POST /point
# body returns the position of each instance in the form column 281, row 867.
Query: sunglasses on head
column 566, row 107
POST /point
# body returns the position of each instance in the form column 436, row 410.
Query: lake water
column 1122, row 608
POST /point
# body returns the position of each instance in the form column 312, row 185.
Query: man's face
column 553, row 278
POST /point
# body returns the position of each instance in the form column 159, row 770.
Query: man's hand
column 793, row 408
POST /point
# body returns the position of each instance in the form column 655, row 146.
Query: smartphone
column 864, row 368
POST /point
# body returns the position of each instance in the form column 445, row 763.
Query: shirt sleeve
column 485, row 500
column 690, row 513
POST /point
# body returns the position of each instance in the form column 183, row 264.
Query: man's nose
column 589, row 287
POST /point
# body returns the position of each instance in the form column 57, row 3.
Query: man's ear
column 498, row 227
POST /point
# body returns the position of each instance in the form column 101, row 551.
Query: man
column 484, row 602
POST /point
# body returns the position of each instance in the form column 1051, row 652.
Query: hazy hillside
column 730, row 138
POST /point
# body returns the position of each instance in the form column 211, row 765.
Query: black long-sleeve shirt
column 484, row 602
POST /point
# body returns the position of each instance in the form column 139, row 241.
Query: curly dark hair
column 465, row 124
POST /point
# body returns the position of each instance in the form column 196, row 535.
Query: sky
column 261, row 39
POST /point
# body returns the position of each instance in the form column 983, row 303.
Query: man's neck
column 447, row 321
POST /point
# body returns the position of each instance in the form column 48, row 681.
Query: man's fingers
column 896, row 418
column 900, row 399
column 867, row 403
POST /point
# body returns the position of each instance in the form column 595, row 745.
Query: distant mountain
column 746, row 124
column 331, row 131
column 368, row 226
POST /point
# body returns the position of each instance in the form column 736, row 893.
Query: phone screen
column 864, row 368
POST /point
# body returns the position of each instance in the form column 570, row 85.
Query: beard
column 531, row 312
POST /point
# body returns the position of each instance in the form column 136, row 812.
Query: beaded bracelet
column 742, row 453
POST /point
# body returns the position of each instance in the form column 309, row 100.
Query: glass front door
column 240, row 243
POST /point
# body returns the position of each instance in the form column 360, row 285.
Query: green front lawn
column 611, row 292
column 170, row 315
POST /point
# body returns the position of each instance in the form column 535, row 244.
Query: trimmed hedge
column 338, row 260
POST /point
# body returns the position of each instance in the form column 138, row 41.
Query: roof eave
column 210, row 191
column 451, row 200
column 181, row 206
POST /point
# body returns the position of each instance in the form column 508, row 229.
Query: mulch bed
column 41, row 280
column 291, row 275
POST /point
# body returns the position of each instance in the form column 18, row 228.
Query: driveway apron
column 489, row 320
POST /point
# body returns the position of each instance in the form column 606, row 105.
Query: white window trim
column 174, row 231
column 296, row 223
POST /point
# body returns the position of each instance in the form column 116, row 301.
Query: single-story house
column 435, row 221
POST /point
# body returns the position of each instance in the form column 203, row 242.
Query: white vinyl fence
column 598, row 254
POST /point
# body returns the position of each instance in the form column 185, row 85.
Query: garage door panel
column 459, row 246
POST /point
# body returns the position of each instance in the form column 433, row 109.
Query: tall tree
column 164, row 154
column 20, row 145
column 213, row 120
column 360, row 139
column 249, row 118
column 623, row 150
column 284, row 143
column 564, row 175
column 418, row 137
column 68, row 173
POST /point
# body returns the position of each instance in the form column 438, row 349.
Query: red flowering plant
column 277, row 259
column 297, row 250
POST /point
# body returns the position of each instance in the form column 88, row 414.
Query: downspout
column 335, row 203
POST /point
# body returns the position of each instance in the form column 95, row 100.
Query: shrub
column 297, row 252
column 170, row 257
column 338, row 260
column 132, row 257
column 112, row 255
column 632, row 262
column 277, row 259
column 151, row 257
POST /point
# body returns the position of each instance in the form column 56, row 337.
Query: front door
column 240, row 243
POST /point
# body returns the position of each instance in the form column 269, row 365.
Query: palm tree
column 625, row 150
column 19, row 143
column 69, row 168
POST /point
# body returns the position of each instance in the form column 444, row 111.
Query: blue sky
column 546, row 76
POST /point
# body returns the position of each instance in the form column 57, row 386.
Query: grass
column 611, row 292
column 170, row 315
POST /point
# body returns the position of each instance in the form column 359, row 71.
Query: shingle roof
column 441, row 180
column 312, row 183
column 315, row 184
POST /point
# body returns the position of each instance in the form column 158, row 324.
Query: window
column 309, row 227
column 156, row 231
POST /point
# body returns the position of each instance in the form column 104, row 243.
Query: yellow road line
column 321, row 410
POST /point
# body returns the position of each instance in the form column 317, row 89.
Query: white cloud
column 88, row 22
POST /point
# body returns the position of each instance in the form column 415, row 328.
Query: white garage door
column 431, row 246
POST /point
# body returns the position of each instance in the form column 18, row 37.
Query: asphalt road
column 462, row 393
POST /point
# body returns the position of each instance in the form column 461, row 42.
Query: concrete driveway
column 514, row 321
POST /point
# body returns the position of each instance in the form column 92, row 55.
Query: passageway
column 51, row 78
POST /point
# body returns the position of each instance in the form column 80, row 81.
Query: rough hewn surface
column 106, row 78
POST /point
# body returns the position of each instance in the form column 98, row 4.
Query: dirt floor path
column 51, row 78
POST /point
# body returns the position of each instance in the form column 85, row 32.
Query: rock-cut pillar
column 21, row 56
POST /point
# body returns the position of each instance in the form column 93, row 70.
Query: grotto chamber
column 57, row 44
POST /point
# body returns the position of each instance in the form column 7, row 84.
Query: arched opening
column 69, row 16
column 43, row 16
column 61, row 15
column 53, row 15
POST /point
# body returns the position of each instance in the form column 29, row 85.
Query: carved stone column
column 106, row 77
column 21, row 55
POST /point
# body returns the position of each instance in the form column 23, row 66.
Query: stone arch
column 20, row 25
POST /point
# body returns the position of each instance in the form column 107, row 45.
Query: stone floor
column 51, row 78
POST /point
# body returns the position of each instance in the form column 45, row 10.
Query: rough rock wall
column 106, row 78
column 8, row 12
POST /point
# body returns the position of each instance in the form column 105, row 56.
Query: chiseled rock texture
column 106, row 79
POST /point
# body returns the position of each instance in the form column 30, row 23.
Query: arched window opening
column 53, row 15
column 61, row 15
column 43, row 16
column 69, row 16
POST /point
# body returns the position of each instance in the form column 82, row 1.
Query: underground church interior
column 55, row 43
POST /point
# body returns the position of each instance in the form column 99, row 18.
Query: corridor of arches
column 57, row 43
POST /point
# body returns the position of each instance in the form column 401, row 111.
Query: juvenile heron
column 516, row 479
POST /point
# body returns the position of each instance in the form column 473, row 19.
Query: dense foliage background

**Brief:**
Copy out the data above, line for line, for the stretch from its first line through the line containing "column 447, row 321".

**Result:**
POST /point
# body returns the position of each instance in the form column 281, row 867.
Query: sunglasses on head
column 566, row 107
POST /point
# body returns the position of each instance in the form column 436, row 410.
Query: lake water
column 1122, row 608
POST /point
# body returns the position of each instance in the form column 312, row 185.
Query: man's face
column 553, row 278
POST /point
# body returns the position of each instance in the form column 159, row 770.
Query: man's hand
column 793, row 408
POST /point
# body returns the position of each instance in the form column 655, row 146.
Query: smartphone
column 864, row 368
POST /point
# body returns the position of each instance in the form column 445, row 763.
Query: shirt sleeve
column 485, row 500
column 690, row 513
POST /point
# body returns the position of each instance in the form column 183, row 264.
Query: man's nose
column 589, row 287
POST /point
# body returns the position of each instance in the form column 57, row 3.
Query: man's ear
column 498, row 227
POST /point
# body returns the position of each instance in the form column 101, row 551.
Query: man
column 484, row 602
POST /point
# body returns the position of each instance in the form column 1051, row 652.
Query: hazy hillside
column 730, row 138
POST /point
# body returns the position of each instance in the form column 211, row 765.
Query: black long-sleeve shirt
column 484, row 602
POST /point
# body returns the position of each instance in the form column 139, row 241.
Query: curly dark hair
column 465, row 124
POST /point
# body returns the position of each instance in the form column 196, row 535.
Query: sky
column 261, row 39
POST /point
# body returns the position of each instance in the form column 983, row 303.
Query: man's neck
column 447, row 321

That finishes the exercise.